Once the pictures are set aside, transcribe the remaining data exactly.

(Stored data)
"""
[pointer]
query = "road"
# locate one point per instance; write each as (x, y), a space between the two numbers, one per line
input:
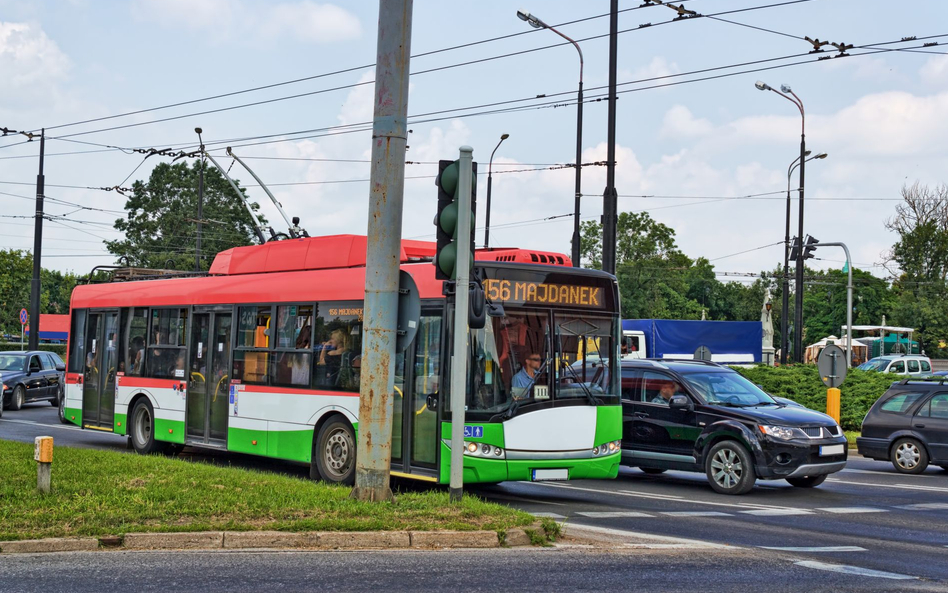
(866, 525)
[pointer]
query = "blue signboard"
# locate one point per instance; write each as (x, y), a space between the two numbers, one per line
(473, 432)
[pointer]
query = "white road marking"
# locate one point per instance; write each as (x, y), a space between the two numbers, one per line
(854, 570)
(926, 506)
(697, 514)
(851, 510)
(612, 514)
(818, 549)
(776, 512)
(664, 539)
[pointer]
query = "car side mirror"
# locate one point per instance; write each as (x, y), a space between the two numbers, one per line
(680, 402)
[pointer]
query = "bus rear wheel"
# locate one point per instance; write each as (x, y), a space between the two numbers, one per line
(143, 429)
(334, 452)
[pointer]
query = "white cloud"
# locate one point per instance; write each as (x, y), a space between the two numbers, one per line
(680, 123)
(221, 20)
(29, 60)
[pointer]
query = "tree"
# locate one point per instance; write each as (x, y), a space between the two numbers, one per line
(161, 225)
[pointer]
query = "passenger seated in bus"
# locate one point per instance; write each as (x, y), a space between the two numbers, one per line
(527, 374)
(331, 358)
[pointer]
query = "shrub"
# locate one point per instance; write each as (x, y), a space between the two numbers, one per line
(802, 384)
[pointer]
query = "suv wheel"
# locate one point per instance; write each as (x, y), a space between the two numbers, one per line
(729, 468)
(909, 456)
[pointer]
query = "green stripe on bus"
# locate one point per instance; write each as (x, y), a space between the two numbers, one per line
(608, 424)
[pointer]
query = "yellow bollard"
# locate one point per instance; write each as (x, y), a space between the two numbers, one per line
(43, 455)
(832, 403)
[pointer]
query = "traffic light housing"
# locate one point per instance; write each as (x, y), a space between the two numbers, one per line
(810, 247)
(794, 249)
(446, 220)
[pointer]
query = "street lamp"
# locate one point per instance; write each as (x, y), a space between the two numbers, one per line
(489, 179)
(197, 249)
(785, 311)
(538, 24)
(787, 93)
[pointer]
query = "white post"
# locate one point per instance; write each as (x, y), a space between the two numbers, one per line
(459, 360)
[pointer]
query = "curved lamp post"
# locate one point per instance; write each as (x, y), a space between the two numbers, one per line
(538, 24)
(789, 95)
(489, 178)
(785, 311)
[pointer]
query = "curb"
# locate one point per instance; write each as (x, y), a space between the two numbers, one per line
(244, 540)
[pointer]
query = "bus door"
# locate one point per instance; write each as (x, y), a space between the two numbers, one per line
(98, 385)
(415, 430)
(208, 380)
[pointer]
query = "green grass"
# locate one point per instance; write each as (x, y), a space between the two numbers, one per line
(97, 493)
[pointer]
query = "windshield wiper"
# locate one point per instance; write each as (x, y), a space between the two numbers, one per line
(589, 396)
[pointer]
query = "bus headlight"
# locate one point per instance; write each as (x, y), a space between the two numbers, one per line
(607, 448)
(483, 450)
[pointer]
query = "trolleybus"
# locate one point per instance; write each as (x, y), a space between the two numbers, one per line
(262, 355)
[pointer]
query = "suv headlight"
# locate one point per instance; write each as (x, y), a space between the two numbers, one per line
(784, 433)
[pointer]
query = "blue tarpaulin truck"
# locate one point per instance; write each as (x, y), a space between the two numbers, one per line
(730, 342)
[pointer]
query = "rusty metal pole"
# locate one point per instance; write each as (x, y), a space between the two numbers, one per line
(387, 185)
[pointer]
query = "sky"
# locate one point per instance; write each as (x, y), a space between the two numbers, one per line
(698, 146)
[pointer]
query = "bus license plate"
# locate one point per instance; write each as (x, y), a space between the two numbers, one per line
(542, 475)
(831, 450)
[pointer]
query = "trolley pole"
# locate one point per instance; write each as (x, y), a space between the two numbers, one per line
(386, 194)
(461, 307)
(37, 249)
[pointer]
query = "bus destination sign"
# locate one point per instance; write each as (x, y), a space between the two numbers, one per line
(543, 293)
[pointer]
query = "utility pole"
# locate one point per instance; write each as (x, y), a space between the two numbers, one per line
(610, 197)
(386, 187)
(37, 249)
(197, 248)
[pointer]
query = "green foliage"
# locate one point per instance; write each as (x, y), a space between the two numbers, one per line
(161, 226)
(96, 493)
(15, 285)
(802, 384)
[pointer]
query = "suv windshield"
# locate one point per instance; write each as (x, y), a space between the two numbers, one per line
(727, 389)
(535, 356)
(876, 364)
(11, 362)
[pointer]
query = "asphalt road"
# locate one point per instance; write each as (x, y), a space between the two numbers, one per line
(866, 528)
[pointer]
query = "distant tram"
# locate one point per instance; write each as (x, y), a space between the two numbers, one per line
(263, 356)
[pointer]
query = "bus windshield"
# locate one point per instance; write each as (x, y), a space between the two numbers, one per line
(536, 356)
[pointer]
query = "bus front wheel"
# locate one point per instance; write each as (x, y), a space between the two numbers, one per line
(143, 429)
(334, 452)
"""
◆ **Solved problem**:
[pointer]
query = "road"
# locate one point per instance; write each as (x, y), a space between the two numbers, one per line
input:
(866, 525)
[pointer]
query = "blue signboard"
# locate one point per instance; write each as (x, y), a space between the two numbers, one per line
(473, 432)
[pointer]
query = "white road marking"
# locate one point per instance; write each as (x, y), a space between the two numbers, one per line
(854, 570)
(926, 506)
(697, 514)
(851, 510)
(612, 514)
(818, 549)
(776, 512)
(664, 539)
[pointer]
query = "car side mirror"
# locate one point per instance; write each as (x, y), a space between the two numbers, one per line
(680, 402)
[pointer]
query = "bus rear wheel"
# locate one point per instance; write each as (x, y), a space between the two numbers, one per line
(143, 429)
(334, 452)
[pointer]
query = "white cloud"
# locate one point per instance; write each as (x, y), a space between the two numbers, one per line
(680, 123)
(221, 20)
(29, 60)
[pointer]
query = "tree"
# locate one point per instance; write each as (x, y), a space between the two numbers, one per line
(161, 225)
[pointer]
query = "passenger seated in bus"
# locate one point per instance; write each as (x, y), a space between the two numbers, one per line
(527, 374)
(331, 358)
[pointer]
query = "shrub"
# locate one point per instance; write each as (x, y), a space between the two numbers, one per line
(802, 384)
[pointer]
query = "suv wheel"
# locate one point per instance; write each as (x, y), a space between the two numbers, one per line
(729, 468)
(909, 456)
[pointer]
query = "green stripe on bus"
# locate one point per instance; write each as (x, y), a space between the two numbers, one per line
(608, 424)
[pointer]
query = "yellow bollard"
# locate one point per instance; write each as (x, y), a space between the two numbers, one per line
(43, 455)
(832, 403)
[pointer]
query = "traffic light housing"
# locate one point per instance; write each as (x, y), a space between the two numbers, one per line
(810, 247)
(794, 249)
(446, 220)
[pointer]
query = "street lamp"
# locate one point per instance; write each as (x, y), a space between the two numbers, one per line
(489, 179)
(197, 249)
(785, 311)
(538, 24)
(787, 93)
[pointer]
query = "white post"
# locate one point per instance; write each as (x, y), a space between the two numbers, one per line
(459, 360)
[pointer]
query = "curved lamp post"
# locate one point per instance; write each as (x, y), a space between the two numbers, one per line
(538, 24)
(789, 95)
(489, 178)
(785, 311)
[pointer]
query = "curb"
# locate one point per instance; write each as (x, y), a space between the two numbers, one per line
(244, 540)
[pointer]
query = "bus door"
# locate one point per instance; write each as (x, y), a space between the two numbers, one per line
(98, 385)
(415, 430)
(208, 380)
[pointer]
query = "green grass"
# locate one point per instance; write each as (x, y), a space between the two numbers, one per line
(97, 493)
[pointer]
query = "windshield wiper"
# locate one point per instance; write each as (x, y), a space between the two numbers, one per line
(589, 396)
[pointer]
query = "bus headlight"
# locate one point per instance; write each as (x, y), a space between the two numbers, one per line
(607, 448)
(483, 450)
[pointer]
query = "trolleybus"
# locate one point per instance; write each as (x, y), a space between the two numbers, one per line
(262, 355)
[pointer]
query = "suv headlight"
# locate one point per instance; write each as (x, y), a space between the two numbers, one per line
(784, 433)
[pointer]
query = "blue tarpaulin truck"
# locate one point per instance; write each as (x, y), a space between the two numbers, one per line
(730, 342)
[pointer]
query = "rusty metal pole"
# locate one point per instance; write each as (x, y), a space between the two numbers, one per line
(387, 185)
[pointer]
query = "sky"
# locate one point per instance; write each as (x, y), a space between the two numbers, one per line
(698, 146)
[pointer]
query = "bus license plate"
# locate one point per instance; write each as (x, y), a space between the two numbers, one per line
(542, 475)
(831, 450)
[pointer]
query = "trolley pole"
# locate one point per instance; write each as (x, y), a space between the two numbers, one per line
(386, 194)
(461, 307)
(37, 249)
[pointer]
query = "bus destination sign"
# locate one point per instance; write each as (x, y), a space between the two numbers, one per line
(543, 293)
[pointer]
query = "utility pole"
# locate one point per instance; write each as (x, y), a space between the two numbers, one per line
(610, 197)
(386, 187)
(37, 249)
(197, 248)
[pointer]
query = "green foliage"
# locate one point per instance; write each as (x, y), a space between the two numbers, one per line
(161, 226)
(96, 493)
(15, 285)
(802, 384)
[pointer]
query = "suv windshield"
# locate one point per instance; write each as (x, y), a space between the two numbers, one per line
(727, 389)
(535, 356)
(876, 364)
(11, 362)
[pointer]
query = "asphalt road"
# locate one point per instance; write each as (x, y), a space between the two numbers, one per line
(866, 528)
[pointer]
query = "distant tram"
# locate one point per instance; write each as (x, y), a space between the two numbers, one per line
(263, 356)
[pointer]
query = "bus windshield"
# locate one point per instance; write each as (x, y), a space between the two numbers, one per line
(536, 356)
[pointer]
query = "bus front wheel"
# locate one point per instance; write each as (x, y), a space between the two numbers, one per line
(143, 429)
(334, 452)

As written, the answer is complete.